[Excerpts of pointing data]
####

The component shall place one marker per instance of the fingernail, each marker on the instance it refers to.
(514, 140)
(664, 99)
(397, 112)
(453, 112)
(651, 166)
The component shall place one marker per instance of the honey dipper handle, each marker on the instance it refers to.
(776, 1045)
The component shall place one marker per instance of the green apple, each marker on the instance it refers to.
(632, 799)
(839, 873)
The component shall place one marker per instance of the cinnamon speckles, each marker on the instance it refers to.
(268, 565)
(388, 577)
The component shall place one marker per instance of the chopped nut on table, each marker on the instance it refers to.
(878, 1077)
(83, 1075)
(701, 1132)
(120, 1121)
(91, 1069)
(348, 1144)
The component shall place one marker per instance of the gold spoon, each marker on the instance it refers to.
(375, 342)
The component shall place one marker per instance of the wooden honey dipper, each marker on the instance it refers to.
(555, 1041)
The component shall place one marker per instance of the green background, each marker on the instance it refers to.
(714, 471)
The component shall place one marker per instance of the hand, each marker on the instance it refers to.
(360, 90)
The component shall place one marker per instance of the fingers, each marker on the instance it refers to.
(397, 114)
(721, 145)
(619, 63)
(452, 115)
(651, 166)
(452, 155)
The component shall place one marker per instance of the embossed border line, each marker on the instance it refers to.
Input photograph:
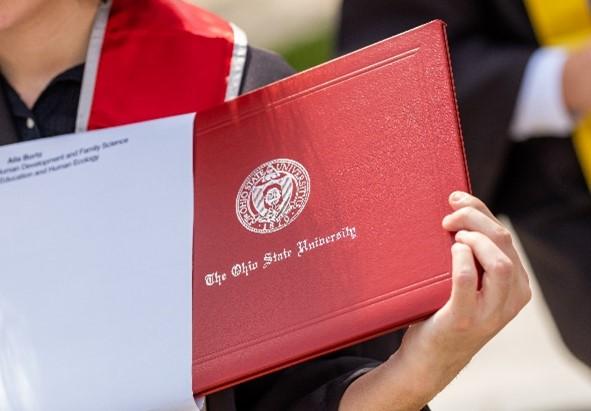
(322, 86)
(340, 312)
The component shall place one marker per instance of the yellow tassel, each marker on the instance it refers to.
(566, 23)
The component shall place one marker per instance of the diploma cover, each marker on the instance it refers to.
(318, 208)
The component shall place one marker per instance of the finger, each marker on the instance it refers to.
(498, 267)
(472, 219)
(464, 280)
(460, 199)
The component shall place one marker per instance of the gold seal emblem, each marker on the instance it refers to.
(273, 196)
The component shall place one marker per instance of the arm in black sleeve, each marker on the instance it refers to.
(490, 43)
(313, 385)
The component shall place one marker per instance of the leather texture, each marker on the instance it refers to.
(379, 135)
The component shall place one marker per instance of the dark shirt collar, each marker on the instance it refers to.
(55, 110)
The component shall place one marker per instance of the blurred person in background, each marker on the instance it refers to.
(522, 79)
(75, 65)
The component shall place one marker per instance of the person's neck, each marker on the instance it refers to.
(33, 52)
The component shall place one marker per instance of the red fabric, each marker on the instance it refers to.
(162, 58)
(378, 133)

####

→ **WRITTEN EXERCISE**:
Find the line containing "green background, each", then extract it and every line after it to the end of the data above, exactly and nothing else, without pictures.

→ **CORRECT RESPONSE**:
The component shall place one marker per instance of the green background, each marker on the instance it refers to.
(714, 471)
The component shall place one marker per instance of the hand, each marker on the instance it refers to.
(360, 90)
The component shall place one marker per instance of the fingers, each marker on the instance it refers to.
(397, 114)
(721, 145)
(619, 63)
(452, 115)
(651, 166)
(452, 155)
The component shall place one marker per instance of the embossed border line, each marker on the instance it refers to.
Input photograph:
(322, 86)
(340, 312)
The component shall place one marker per instance of the yellow tassel, each marker on the instance it refers to.
(566, 23)
The component shall place one marker per instance of the diploma cover, each marker on the instance it refers to.
(318, 208)
The component shall place one marker per instance of the finger, each marker on the instance it refers to.
(498, 267)
(472, 219)
(464, 280)
(460, 199)
The component shall place one marker per instance of the gold seal emblem, each marker on the instance it refers to.
(273, 196)
The component shall place one marker per instance of the arm in black sleeve, each marker on the instance it refers to.
(490, 43)
(313, 385)
The component shall place one marker per instance of the leather texture, each marker on the instance it refers to.
(379, 135)
The component shall place one marker per instance of the dark shirt collar, each marker on the instance it refers to.
(55, 110)
The component shall place one marker per instance of the blurred person in background, each marker on the instance it refers to.
(522, 79)
(75, 65)
The component shall place one marker per instance of the person's neck, each marker on the instance it refers to.
(33, 52)
The component shall place one marker per instance of the red fabric, each marker on the instance it refers to.
(162, 58)
(378, 133)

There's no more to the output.